* _WHAT THE TASK REQUIRES_
A verbatim copy of all the data is required, minus any images.

* _Referring expression data_
● ● ● ●

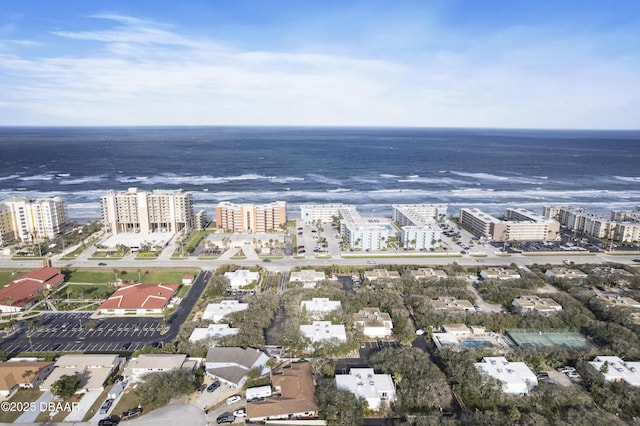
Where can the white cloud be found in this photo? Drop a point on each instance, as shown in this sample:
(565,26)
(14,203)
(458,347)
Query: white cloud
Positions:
(142,72)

● ● ● ●

* _TASK RESULT_
Where can the white cloud be found in this photo? Drop a point on each instance, as shown in this sample:
(565,26)
(14,203)
(458,347)
Query: white cloud
Positions:
(142,72)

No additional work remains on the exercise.